- [AIM] Could you copy, word for word, the lines in the records below from the line with "(format x=356, y=72)" up to and including the line with "x=432, y=341", and give nothing else?

- [RAW RECORDS]
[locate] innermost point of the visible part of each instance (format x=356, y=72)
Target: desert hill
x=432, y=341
...
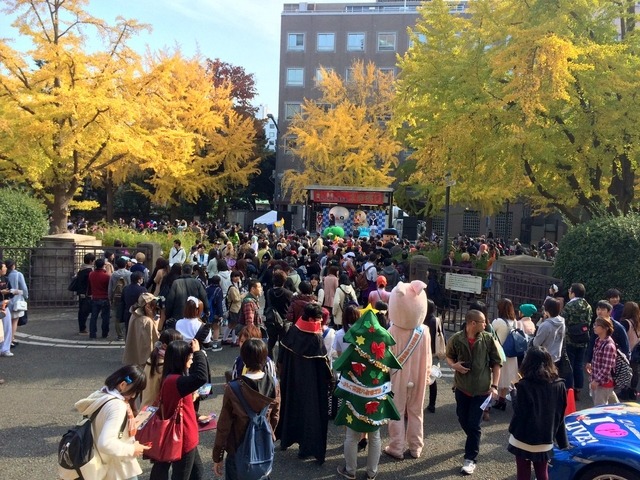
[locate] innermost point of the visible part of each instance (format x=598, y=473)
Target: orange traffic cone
---
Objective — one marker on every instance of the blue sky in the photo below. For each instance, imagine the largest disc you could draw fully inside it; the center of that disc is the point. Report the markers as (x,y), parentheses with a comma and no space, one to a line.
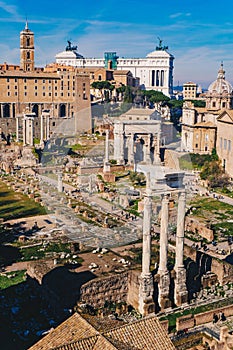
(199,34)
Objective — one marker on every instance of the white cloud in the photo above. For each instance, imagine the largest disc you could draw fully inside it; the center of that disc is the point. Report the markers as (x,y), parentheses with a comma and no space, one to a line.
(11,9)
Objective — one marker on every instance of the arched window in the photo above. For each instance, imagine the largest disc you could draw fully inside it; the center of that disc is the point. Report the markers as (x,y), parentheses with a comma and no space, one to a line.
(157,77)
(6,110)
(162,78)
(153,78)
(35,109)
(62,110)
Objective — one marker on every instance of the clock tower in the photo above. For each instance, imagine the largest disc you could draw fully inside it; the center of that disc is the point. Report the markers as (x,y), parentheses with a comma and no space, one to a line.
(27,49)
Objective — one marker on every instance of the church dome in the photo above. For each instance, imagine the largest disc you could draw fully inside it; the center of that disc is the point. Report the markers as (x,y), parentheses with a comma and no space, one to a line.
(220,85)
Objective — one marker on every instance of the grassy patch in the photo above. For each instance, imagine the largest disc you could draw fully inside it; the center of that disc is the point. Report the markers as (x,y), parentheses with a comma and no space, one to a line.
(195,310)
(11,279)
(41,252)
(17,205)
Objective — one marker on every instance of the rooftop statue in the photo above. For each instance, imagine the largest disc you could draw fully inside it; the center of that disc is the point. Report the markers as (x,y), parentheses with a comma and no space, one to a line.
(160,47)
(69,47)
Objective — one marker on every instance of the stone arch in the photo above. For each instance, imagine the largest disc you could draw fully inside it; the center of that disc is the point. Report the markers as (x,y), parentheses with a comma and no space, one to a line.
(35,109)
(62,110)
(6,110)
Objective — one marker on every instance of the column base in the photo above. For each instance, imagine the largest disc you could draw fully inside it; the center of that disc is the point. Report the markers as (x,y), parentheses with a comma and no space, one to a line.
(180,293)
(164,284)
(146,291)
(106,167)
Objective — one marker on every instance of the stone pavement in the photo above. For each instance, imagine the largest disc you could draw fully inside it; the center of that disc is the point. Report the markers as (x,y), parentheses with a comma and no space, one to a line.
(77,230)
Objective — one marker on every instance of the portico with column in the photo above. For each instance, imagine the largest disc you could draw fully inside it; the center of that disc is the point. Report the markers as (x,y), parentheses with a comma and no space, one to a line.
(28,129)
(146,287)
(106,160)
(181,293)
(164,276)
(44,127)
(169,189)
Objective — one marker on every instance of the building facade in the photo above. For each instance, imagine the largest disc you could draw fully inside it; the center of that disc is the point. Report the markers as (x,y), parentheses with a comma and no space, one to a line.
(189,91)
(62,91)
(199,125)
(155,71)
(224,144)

- [ANSWER TO THIS PROBLEM]
[locate] innermost point of the visible part of each instance (format x=356, y=72)
Target: desert hill
x=432, y=341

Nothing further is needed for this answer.